-- begin Source text --

# Promote Ethical Dog Breeding Group



## GSD Fan (Sep 20, 2010)

I wanted this one more try, would any of you like to join a group on facebook called "Promote Ethical Dog Breeding"?


----------



## Andaka (Jun 29, 2003)

I don't do Facebook.


----------



## cliffson1 (Sep 2, 2006)

I don't know the definition of ethical dog breeding, and a lot of breeders that many think are ethical, I think are screwing up the breed....so I guess I wouldn't be a good candidate.


----------



## lhczth (Apr 5, 2000)

I am with Cliff. What is ethical dog breeding?


----------



## Chris Wild (Dec 14, 2001)

My vote is with Lisa and Cliff on this.


----------



## Emoore (Oct 9, 2002)

The accepted ethical standard in dog breeding is normative relativism. You're never going to get an ethical breeder to call another breeder unethical; that's for us Old Testament moralistic crusaders to do.


----------



## ladylaw203 (May 18, 2001)

Here is the problem. Ethical is a relative term. What is it? One person's opinion might differ greatly from the next  show folks criticize working line folks and vice versa. Only breed V rated dogs? what about we with SG working dogs. See? a problem


----------



## Catu (Sep 6, 2007)

PETA will say that any animal breeding is unethical.

Other involved in Animal Rights or rescue will say that that dog breeding _per se_ is unethical, specially given the amount of stray dogs and dogs in shelters.

Darwinist will say that purebred dogs goes against the laws of nature.

Many think that breeding for aggression traits and fight drive is unethical.

In some breeds, like your huskies, some think that breeding for working traits is unethical, because mushing is cruel. Same goes for military, police and SAR, where dogs put their lives in danger to help humans.

Is my personal opinion that show breeding is unethical.

So... What is unethical in your Facebook group?


----------



## Castlemaid (Jun 29, 2006)

Another problem with this, is what if someone, who according to your standards and definition, wants to join your facebook group? Do you screen members and either accept or deny them? What if someone passes your screening criteria, join the group, and other members consider this new person to be an unethical breeder, for a number of reasons that you know nothing about.

-- end Source text --

Directions:
A - In the forum thread about the ethical dog breeding group, which organization does Catu say considers any animal breeding unethical?
B - Continue the forum thread about the ethical dog breeding group from the point where it stops.

-- begin Dataset content --

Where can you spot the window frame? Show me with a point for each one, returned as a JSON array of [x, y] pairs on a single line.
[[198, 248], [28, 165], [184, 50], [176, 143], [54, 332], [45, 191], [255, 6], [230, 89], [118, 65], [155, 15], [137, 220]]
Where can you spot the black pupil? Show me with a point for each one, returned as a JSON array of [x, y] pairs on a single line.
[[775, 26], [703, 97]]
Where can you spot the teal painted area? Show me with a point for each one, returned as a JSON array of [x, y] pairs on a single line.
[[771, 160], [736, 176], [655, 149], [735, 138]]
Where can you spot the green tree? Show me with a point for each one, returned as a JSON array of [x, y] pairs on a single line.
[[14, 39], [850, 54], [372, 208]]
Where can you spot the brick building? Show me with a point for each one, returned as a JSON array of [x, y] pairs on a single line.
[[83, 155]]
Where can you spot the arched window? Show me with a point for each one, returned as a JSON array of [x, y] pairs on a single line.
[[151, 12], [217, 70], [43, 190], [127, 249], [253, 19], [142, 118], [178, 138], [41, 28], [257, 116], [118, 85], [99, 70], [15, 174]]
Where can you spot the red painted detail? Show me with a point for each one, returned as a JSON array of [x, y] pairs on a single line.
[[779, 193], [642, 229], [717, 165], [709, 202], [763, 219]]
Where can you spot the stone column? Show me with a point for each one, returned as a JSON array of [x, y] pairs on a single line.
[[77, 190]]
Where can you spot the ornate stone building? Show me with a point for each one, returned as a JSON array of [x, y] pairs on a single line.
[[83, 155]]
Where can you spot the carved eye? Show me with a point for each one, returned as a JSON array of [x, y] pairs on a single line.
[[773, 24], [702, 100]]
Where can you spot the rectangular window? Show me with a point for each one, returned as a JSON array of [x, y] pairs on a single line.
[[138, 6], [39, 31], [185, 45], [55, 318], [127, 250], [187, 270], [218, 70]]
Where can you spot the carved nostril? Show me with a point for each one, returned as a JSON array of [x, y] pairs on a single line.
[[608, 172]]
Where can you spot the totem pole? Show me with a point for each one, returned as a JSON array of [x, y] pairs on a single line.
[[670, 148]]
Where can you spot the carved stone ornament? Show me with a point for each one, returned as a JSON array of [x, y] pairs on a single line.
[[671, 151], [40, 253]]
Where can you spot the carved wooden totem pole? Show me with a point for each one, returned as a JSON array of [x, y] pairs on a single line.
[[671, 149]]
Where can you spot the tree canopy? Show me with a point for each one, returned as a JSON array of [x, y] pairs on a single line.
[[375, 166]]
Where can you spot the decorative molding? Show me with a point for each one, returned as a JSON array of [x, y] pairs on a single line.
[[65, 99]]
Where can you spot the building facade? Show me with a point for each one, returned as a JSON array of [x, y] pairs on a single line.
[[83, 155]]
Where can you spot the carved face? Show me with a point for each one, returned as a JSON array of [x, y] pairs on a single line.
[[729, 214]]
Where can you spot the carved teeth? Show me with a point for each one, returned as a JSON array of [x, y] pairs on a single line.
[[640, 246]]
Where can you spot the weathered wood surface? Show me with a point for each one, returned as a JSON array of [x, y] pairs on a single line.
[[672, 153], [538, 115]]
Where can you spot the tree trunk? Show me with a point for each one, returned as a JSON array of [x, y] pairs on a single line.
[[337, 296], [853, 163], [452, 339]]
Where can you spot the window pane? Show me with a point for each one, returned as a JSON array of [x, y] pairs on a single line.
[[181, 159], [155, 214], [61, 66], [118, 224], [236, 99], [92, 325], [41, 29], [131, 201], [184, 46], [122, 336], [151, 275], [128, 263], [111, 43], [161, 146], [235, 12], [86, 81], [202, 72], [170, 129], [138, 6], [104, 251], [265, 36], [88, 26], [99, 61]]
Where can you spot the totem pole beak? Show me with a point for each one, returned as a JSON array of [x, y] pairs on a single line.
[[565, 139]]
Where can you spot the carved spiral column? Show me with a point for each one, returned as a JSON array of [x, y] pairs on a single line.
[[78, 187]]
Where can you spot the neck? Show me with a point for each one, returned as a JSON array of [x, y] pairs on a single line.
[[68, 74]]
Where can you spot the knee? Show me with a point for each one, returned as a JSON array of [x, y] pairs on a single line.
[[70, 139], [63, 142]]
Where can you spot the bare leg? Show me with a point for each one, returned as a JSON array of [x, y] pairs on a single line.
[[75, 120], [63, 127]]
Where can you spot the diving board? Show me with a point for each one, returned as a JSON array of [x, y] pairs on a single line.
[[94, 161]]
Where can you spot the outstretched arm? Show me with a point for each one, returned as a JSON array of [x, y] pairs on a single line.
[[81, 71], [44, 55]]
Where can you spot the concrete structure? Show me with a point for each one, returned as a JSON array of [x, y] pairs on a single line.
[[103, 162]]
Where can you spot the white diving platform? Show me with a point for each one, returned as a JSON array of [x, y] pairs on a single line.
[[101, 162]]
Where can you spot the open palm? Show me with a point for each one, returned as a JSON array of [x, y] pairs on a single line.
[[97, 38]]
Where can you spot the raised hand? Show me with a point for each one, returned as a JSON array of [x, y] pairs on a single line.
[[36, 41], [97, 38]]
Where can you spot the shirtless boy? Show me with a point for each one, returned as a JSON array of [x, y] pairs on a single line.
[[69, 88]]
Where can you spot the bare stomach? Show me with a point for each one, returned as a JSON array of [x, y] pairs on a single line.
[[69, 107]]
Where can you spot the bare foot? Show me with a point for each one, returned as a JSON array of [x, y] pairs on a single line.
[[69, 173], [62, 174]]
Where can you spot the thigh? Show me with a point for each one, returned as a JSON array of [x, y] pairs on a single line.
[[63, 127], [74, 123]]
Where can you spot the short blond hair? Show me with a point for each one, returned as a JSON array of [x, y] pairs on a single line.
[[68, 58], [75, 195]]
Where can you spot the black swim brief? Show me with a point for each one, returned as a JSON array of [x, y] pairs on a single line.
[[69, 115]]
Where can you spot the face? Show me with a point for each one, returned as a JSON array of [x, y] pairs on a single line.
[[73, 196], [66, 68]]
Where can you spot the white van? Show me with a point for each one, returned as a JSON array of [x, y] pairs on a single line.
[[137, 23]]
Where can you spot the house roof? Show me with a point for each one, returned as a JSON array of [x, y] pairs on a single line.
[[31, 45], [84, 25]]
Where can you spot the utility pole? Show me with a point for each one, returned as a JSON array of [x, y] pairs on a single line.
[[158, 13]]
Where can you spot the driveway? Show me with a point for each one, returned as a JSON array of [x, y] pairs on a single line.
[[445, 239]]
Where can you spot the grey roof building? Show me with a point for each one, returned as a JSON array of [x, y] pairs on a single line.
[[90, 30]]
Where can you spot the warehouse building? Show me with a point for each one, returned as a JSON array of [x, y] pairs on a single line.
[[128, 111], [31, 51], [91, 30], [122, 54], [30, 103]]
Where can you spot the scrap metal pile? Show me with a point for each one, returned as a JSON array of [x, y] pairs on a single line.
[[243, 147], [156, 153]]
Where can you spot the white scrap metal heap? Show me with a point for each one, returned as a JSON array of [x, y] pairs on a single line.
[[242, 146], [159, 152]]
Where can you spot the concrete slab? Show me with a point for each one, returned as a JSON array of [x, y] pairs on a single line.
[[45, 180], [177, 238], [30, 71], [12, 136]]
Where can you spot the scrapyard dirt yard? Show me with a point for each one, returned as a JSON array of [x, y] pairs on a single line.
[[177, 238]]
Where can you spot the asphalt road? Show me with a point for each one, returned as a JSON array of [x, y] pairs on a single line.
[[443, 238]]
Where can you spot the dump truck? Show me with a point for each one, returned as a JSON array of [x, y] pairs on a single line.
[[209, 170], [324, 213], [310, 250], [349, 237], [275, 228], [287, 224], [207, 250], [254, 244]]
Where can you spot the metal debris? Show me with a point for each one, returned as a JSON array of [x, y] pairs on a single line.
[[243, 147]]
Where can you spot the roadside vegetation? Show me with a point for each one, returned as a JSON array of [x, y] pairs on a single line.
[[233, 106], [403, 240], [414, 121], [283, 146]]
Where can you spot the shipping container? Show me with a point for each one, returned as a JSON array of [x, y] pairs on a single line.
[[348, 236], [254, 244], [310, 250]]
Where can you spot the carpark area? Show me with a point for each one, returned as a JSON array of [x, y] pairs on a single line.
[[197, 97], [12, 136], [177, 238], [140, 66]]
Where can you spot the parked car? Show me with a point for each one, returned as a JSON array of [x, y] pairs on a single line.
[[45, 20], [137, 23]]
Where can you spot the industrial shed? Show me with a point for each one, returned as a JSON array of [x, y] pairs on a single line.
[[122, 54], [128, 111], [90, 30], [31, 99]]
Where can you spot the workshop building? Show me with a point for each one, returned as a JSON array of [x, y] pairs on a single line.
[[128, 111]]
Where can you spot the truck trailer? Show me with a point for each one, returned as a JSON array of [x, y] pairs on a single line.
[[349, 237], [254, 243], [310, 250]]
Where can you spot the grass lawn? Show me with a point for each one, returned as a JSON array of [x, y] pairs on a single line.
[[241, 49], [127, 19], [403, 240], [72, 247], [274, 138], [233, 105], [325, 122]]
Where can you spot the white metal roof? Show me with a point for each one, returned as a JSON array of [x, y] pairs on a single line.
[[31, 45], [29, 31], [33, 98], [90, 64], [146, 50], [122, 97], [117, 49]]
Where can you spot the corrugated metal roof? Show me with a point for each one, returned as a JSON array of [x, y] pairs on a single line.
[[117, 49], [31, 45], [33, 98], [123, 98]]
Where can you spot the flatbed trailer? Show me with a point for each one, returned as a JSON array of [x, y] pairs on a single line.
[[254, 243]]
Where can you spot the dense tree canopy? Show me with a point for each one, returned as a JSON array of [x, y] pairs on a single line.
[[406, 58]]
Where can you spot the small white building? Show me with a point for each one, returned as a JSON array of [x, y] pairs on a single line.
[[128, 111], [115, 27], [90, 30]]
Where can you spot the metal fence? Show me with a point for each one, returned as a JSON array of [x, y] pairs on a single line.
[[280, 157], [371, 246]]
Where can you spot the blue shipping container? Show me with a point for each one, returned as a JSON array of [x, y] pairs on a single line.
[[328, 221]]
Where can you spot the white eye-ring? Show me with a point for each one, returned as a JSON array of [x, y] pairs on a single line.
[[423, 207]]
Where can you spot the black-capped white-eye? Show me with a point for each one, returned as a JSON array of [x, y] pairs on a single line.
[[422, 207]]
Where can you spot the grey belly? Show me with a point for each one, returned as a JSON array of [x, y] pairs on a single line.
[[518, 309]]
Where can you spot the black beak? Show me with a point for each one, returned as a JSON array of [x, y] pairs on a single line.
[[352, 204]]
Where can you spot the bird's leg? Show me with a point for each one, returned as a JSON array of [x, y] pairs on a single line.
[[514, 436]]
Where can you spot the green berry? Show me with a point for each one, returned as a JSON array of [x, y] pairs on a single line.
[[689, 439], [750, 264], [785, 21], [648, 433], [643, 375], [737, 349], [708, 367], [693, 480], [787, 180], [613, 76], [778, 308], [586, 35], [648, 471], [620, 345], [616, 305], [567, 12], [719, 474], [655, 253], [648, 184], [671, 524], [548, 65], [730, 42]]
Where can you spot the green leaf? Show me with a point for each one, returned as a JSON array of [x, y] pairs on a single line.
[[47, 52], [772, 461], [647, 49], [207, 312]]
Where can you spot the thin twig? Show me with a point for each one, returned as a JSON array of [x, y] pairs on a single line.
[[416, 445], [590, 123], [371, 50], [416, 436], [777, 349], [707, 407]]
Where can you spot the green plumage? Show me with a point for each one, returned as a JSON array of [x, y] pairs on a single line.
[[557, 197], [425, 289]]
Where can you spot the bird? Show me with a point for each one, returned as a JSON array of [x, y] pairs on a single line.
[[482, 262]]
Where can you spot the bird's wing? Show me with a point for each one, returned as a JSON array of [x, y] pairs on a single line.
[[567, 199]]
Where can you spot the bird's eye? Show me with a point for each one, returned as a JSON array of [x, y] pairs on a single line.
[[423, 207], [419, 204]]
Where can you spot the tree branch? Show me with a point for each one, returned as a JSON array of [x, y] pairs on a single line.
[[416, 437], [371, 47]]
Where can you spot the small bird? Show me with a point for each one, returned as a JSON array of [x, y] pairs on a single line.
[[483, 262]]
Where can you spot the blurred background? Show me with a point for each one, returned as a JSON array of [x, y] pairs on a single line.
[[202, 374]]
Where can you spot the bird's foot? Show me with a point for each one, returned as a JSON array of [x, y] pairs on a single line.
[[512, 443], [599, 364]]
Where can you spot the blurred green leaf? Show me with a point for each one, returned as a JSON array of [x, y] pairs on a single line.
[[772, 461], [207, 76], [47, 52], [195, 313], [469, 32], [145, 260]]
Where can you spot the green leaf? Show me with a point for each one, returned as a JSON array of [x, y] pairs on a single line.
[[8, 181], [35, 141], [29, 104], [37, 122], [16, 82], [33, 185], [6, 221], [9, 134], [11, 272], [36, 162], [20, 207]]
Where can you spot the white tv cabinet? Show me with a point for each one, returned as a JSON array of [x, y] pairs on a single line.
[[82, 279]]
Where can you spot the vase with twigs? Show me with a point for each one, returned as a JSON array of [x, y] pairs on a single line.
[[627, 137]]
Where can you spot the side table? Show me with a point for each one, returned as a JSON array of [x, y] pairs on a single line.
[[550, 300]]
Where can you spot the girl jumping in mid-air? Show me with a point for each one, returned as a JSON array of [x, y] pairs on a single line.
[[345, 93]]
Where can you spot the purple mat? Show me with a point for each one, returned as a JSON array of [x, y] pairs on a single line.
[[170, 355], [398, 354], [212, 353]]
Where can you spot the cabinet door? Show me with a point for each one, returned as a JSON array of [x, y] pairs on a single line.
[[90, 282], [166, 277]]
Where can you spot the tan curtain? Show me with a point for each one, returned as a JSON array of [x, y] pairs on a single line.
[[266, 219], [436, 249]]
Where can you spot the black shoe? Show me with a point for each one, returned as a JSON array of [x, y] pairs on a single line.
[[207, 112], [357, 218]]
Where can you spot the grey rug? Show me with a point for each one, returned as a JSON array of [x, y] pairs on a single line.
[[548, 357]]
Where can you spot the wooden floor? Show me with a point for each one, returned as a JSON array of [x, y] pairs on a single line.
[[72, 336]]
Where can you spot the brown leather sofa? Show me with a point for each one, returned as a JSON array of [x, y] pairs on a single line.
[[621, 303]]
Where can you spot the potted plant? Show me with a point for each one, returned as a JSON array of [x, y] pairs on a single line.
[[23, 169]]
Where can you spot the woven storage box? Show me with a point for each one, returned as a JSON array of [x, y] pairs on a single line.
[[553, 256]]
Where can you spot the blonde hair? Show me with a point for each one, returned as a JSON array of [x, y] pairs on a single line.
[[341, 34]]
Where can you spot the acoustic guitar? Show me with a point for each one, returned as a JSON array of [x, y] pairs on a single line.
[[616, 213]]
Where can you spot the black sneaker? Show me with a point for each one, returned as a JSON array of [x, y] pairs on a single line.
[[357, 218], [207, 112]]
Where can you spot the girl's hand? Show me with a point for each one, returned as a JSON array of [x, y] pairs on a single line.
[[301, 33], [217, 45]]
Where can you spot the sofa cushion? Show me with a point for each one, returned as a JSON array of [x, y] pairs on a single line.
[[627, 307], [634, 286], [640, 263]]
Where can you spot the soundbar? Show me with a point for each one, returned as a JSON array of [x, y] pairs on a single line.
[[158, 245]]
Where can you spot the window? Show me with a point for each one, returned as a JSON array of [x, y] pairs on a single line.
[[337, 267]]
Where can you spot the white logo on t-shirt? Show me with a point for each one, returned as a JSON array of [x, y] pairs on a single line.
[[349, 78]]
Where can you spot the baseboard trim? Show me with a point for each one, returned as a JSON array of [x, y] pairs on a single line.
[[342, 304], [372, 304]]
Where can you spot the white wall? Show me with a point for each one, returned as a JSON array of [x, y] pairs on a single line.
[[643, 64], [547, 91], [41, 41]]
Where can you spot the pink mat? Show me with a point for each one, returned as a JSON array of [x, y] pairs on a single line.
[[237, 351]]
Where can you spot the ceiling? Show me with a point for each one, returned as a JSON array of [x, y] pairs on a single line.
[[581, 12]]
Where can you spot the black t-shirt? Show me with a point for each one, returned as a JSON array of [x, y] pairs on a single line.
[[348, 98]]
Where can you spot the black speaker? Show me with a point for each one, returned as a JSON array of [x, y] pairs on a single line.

-- end Dataset content --

In response:
A - PETA

B -
Would someone who considers themself ethical find themself in a social group of breeders who they don't consider ethical - does that reflect on them for being part of the same group espousing the same values? 

I think in theory, promoting such a group is wonderful, but full of mixed signals in practice.


----------



## selzer (May 7, 2005)

If you start a group to combat bad canine legislation, HSUS, and PETA, I would join but I am terrible with facebook. It really isn't the media medium I am comfortable with.


----------



## GSD Fan (Sep 20, 2010)

I apologize and just wanted to help.


----------



## Castlemaid (Jun 29, 2006)

I know your intentions are good. Things are just never as straight-forward as they appear, especially when something as subjective as values are thrown into the mix.


----------



## Catu (Sep 6, 2007)

Same happens every time I see someone posting in their Facebook wall STOP ANIMAL ABUSE!. What is animal abuse? Bullfighting is abuse? Crate training is abuse? Circus with animals is abuse? Prong collars is abuse... and what about e-collars? Is euthanasia of stray dogs abuse? Is pet obesity abuse? I never click nor comment unless people is more specific than that!!!



GSD Fan said:


> I apologize and just wanted to help.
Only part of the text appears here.